● Task instructions
The answer must consist of every record, printed exactly as it stands.

Region pointing data
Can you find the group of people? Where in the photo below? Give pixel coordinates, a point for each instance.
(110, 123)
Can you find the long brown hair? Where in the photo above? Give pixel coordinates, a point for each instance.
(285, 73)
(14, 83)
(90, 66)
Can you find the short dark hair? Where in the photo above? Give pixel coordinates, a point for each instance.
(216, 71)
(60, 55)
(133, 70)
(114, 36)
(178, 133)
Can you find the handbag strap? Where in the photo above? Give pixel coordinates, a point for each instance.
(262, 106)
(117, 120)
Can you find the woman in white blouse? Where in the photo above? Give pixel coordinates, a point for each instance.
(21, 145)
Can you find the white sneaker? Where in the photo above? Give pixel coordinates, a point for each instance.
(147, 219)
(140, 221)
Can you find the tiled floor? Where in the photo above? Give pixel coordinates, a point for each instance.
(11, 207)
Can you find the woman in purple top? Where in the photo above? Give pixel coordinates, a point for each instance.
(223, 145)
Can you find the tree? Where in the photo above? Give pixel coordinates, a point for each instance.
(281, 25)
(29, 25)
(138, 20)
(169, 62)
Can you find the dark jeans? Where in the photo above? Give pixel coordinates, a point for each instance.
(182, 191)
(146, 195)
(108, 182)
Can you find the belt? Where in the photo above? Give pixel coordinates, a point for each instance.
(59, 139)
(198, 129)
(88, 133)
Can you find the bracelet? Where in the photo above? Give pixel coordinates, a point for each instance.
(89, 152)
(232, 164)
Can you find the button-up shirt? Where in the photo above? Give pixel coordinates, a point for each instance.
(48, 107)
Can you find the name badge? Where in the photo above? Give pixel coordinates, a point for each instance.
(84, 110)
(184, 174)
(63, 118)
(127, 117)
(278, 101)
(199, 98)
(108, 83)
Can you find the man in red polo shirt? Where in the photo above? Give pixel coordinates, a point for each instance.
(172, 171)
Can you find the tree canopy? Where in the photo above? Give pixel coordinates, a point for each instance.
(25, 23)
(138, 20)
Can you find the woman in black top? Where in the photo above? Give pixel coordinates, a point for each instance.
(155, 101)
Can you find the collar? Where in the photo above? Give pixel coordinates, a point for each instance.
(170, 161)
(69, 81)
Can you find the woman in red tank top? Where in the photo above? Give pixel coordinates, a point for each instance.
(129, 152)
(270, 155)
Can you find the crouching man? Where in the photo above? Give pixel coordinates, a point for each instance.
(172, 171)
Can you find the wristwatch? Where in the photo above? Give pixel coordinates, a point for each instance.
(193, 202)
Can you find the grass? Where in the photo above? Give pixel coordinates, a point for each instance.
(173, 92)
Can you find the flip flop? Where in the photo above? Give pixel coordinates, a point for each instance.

● Your solution
Can you find the group of people? Where in the photo below? Give pixel coordinates, a point for each instance.
(110, 123)
Can you find the long brown hair? Where in the photo above? Give pixel coordinates, a point for each instance.
(285, 73)
(14, 83)
(90, 66)
Can you find the short dark hair? Where in the photo above? Give pixel coordinates, a point for each instance.
(216, 71)
(60, 55)
(133, 70)
(114, 36)
(178, 133)
Can you find the handbag strap? Where in the photo above? Give pixel coordinates, a point for each instance.
(262, 106)
(117, 120)
Can you find the woman in white blouse? Where in the photo above? Give pixel coordinates, a point for each instance.
(21, 145)
Can you find the white sneaker? Where in the photo above? Give pixel coordinates, a point for each instance.
(147, 219)
(140, 221)
Can you find the tiled floor? Where in the photo above? Give pixel coordinates, a point for each instance.
(11, 207)
Can you find the woman in purple top? Where in the photo above? Give pixel coordinates, a point for each instance.
(223, 145)
Can you find the tree? Where in the photo above? Give pixel coordinates, a point for each instance.
(281, 25)
(29, 25)
(138, 20)
(169, 62)
Can you find the dark jeans? Where in the photo above? Give pixel coordinates, a point for each instance.
(182, 191)
(146, 195)
(108, 182)
Can you find the belt? Where in the photo above? Give pixel coordinates, a point for each instance.
(59, 139)
(198, 129)
(88, 133)
Can you find the bracelet? Where in the photo above? Give pixel coordinates, a point for each instance.
(89, 152)
(232, 164)
Can you find the button-up shirt? Where in the photo above? Give pixel coordinates, a point for each instance.
(48, 107)
Can you find the name badge? Where in the photo above? Give pixel coordinates, a point for each instance.
(84, 110)
(184, 174)
(63, 118)
(127, 117)
(278, 101)
(199, 98)
(108, 83)
Can you find the man in red polo shirt? Where in the photo above? Give pixel coordinates, a point for each instance.
(172, 171)
Can you find the tree canopy? Where in the photo above? Give pixel coordinates, a point for each instance.
(25, 23)
(138, 20)
Can you find the woman in black top? Where in the photo above? Give pixel coordinates, a point for each instance.
(155, 101)
Can you find the collar? Where in the photo above? Give pixel coordinates, a point for each instance.
(170, 161)
(69, 81)
Can you find the woman in red tank top? Where in the photo above? Give pixel coordinates, a point for each instance.
(129, 152)
(270, 155)
Can you find the crouching man? Where in the photo above? Give pixel coordinates, a point for each instance.
(172, 171)
Can you find the wristwatch? Where in the photo above? Give pixel coordinates, a point for each instance.
(193, 202)
Can you find the grass? Where in the photo above? Give pixel coordinates, a point for each instance.
(173, 92)
Can you find the flip flop? Where in the photo above? Give pixel coordinates, a point for each instance.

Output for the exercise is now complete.